▶ Problem details
Transcribe word for word the lines spanning the line with "Each instance receives one keypoint. Mark the woman's dark" through the end of the records.

▶ Material
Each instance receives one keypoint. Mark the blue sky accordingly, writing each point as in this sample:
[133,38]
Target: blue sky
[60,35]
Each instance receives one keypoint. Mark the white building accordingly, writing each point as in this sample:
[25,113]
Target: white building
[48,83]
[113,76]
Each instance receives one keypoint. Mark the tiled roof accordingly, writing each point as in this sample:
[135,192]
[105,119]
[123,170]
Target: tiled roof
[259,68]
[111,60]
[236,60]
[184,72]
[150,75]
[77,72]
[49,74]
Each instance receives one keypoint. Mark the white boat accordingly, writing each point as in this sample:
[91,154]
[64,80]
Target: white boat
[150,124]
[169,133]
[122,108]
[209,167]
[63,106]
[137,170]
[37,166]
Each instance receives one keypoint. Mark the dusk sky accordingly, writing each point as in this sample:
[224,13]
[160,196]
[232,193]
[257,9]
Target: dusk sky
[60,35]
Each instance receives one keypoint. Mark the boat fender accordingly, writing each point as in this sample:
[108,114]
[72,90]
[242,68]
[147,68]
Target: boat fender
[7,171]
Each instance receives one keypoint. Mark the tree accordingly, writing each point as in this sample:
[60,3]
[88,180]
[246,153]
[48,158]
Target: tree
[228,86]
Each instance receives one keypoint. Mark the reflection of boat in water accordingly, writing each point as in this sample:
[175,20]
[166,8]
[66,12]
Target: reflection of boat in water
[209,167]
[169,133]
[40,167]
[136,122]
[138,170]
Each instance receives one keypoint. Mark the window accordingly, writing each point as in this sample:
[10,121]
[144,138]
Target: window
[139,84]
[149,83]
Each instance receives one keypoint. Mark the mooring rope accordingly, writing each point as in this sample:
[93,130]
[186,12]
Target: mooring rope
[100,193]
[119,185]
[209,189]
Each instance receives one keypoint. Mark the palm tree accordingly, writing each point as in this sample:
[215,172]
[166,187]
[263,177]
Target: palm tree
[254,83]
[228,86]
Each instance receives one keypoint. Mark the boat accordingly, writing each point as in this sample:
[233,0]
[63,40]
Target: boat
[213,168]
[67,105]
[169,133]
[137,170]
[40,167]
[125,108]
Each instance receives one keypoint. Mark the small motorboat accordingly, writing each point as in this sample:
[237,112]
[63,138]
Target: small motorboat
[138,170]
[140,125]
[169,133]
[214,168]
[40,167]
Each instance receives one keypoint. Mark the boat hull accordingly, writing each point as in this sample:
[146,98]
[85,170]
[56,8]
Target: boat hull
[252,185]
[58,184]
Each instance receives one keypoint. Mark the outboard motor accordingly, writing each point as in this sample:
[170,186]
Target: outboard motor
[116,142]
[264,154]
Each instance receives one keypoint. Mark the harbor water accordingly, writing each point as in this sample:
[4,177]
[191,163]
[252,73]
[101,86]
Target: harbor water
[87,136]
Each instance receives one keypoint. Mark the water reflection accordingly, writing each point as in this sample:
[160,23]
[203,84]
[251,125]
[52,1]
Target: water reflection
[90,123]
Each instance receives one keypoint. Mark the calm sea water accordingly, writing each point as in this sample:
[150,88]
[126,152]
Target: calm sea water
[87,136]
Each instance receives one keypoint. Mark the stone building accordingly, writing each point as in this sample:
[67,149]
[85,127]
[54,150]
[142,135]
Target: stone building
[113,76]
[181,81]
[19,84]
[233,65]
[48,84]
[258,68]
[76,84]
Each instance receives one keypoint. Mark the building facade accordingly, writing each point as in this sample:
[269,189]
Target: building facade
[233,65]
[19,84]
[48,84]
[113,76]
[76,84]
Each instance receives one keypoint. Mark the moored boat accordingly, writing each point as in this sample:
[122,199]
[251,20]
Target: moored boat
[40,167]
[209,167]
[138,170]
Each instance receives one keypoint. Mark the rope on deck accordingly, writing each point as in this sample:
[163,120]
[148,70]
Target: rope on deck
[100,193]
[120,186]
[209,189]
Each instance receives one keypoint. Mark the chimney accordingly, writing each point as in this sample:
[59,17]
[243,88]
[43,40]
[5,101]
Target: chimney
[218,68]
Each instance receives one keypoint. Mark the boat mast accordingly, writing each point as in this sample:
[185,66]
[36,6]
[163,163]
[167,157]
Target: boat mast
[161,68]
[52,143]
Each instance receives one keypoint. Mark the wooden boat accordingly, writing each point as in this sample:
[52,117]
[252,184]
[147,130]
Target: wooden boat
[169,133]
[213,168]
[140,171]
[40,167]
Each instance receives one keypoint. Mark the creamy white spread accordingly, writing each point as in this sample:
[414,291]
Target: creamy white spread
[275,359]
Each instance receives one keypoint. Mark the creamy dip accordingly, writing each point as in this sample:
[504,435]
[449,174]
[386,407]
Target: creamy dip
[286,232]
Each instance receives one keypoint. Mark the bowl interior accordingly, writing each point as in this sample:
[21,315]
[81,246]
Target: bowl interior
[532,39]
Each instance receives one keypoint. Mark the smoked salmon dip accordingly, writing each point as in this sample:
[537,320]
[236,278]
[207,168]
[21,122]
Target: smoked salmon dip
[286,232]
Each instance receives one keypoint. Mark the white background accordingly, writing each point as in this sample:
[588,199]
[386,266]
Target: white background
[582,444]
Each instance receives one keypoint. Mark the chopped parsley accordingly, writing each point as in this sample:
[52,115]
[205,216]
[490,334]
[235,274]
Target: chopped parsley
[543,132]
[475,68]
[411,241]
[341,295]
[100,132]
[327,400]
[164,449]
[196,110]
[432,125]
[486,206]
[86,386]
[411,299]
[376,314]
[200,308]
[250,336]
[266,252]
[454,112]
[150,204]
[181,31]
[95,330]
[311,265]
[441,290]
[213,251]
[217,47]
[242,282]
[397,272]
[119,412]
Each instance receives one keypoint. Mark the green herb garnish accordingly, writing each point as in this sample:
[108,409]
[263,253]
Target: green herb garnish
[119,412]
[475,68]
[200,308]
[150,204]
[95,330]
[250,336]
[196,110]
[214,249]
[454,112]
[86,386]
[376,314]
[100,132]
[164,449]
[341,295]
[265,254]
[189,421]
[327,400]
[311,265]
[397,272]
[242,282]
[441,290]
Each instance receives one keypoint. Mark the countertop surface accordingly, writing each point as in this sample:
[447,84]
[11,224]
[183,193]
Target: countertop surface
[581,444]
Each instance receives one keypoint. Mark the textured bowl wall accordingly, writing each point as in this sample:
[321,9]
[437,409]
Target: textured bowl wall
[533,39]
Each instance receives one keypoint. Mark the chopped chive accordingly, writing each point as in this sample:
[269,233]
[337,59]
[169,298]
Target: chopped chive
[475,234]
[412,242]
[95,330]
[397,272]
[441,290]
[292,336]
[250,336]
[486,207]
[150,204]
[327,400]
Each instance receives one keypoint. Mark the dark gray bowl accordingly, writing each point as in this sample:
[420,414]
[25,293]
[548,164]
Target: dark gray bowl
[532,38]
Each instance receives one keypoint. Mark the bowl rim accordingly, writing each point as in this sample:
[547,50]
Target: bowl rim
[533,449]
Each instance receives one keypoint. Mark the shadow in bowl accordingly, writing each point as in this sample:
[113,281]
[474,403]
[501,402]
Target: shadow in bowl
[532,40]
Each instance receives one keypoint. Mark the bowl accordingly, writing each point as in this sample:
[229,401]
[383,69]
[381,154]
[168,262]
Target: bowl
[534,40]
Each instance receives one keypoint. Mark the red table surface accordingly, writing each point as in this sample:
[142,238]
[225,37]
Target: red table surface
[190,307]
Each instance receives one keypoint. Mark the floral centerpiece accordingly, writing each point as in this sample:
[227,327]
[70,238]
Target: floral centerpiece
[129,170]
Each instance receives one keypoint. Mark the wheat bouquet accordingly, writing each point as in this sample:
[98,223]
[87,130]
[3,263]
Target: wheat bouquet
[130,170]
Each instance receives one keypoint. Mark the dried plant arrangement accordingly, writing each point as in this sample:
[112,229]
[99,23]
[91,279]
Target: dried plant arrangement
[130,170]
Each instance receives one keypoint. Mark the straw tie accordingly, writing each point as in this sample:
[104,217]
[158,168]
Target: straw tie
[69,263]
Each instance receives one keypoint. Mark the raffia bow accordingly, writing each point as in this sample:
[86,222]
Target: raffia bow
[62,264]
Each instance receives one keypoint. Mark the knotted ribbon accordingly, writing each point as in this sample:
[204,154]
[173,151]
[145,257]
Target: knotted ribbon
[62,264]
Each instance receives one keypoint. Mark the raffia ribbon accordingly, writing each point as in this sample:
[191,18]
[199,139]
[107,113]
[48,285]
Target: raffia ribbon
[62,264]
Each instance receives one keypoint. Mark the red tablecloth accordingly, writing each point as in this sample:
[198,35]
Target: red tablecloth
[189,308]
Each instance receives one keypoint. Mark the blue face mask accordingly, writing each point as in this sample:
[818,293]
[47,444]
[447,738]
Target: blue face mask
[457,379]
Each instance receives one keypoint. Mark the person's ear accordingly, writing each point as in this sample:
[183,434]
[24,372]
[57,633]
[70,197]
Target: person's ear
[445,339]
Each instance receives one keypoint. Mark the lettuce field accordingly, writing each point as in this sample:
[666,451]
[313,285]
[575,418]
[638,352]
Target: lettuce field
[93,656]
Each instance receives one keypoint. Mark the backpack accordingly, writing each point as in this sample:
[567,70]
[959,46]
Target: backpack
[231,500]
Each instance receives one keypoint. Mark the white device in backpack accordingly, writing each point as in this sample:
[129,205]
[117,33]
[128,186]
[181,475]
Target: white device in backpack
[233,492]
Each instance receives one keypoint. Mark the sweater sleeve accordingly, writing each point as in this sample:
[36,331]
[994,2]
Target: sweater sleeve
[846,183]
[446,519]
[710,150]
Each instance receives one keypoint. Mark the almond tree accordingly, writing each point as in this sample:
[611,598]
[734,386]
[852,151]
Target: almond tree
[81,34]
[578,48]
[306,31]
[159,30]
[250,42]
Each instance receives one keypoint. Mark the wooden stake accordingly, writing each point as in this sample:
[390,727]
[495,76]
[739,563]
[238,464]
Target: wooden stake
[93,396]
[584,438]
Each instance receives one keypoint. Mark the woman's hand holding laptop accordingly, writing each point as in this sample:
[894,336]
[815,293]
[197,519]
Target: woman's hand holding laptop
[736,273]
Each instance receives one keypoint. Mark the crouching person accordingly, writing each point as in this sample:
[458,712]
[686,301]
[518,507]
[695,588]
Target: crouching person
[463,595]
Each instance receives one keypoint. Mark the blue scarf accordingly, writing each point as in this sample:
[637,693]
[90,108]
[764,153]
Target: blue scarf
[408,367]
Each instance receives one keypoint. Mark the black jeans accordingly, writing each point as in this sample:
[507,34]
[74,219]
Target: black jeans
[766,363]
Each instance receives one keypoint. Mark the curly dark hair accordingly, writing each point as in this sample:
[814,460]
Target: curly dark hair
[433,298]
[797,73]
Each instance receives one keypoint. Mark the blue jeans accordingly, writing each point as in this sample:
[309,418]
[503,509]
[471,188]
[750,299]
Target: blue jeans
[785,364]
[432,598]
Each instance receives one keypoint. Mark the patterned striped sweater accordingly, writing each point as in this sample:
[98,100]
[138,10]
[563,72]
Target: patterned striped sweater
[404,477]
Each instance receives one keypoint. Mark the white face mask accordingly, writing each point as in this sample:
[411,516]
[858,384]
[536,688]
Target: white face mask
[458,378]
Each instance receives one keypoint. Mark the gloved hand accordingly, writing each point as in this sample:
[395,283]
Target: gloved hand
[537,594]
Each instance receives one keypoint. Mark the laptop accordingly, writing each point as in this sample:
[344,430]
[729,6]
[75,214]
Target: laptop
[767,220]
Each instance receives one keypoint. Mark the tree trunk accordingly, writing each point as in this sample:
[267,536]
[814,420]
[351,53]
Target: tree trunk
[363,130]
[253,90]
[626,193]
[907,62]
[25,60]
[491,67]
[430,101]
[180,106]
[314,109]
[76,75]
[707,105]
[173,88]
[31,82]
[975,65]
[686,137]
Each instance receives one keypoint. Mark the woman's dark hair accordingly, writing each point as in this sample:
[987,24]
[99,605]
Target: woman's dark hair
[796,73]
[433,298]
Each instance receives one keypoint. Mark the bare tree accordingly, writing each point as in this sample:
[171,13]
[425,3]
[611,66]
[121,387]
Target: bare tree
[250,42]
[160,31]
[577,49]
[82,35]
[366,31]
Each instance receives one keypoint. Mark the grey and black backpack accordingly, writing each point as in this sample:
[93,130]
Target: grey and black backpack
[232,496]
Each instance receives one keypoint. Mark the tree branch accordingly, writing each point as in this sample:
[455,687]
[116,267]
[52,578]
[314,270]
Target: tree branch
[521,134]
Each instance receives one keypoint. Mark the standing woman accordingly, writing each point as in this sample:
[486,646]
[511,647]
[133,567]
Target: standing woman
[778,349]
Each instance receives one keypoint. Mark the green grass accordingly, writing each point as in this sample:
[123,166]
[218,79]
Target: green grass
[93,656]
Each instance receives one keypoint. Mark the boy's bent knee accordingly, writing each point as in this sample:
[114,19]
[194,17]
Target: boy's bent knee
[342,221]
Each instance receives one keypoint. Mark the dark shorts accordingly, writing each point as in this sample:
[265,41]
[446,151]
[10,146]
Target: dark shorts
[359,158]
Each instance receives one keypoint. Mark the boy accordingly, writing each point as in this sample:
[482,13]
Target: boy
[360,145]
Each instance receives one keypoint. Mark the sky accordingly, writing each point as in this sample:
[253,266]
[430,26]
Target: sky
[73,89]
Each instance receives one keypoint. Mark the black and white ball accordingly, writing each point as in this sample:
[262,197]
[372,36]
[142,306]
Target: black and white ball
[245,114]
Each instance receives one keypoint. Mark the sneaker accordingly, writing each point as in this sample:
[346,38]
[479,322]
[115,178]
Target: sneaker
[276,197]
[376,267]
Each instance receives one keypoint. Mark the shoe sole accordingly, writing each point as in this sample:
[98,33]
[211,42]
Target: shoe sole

▶ Answer in full
Each instance receives one keypoint. Mark the woman's dark hair accordingly, writing each point as in this sample:
[987,24]
[99,605]
Target: woman's dark hair
[796,73]
[433,298]
Each instance receives one keypoint. Mark the bare tree accordingly, writing each point as in this sample:
[171,13]
[425,3]
[611,66]
[121,387]
Target: bare tree
[250,42]
[160,31]
[577,49]
[82,35]
[366,31]
Each instance receives one keypoint. Mark the grey and black backpack accordingly, writing each point as in this sample:
[93,130]
Target: grey and black backpack
[232,496]
Each instance receives one keypoint. Mark the tree branch accordingly, writing each point as in this sample:
[455,687]
[116,267]
[52,578]
[314,270]
Target: tree branch
[521,134]
Each instance receives one keypoint. Mark the standing woman accordingly, writing each point as in this sample:
[486,646]
[511,647]
[133,567]
Target: standing woman
[778,349]
Each instance receives one keypoint. Mark the green grass accordingly, writing each point as in this sample:
[123,166]
[218,79]
Target: green grass
[93,656]
Each instance receives one keypoint. Mark the boy's bent knee accordingly, writing each point as in this sample:
[114,19]
[194,17]
Target: boy's bent knee
[342,221]
Each instance receives one keypoint. Mark the dark shorts accordingly, writing each point as in this sample:
[265,41]
[446,151]
[10,146]
Target: dark shorts
[359,158]
Each instance receives one keypoint. Mark the boy accordingly, writing each point as in this sample:
[482,13]
Target: boy
[360,145]
Each instance receives one keypoint. Mark the sky accordingly, writing each point as in this sample:
[253,266]
[430,26]
Target: sky
[73,89]
Each instance receives one keypoint. Mark the black and white ball accordingly, writing each point as in this sample:
[262,197]
[372,36]
[142,306]
Target: black and white ball
[245,114]
Each instance receives one keypoint. Mark the sneaker accordingly, writing each point as in this sample:
[346,38]
[479,322]
[115,178]
Target: sneaker
[276,197]
[376,267]
Each instance receives one keypoint. Mark the shoe sole accordingly, writing each point as in this sample:
[98,33]
[211,42]
Target: shoe sole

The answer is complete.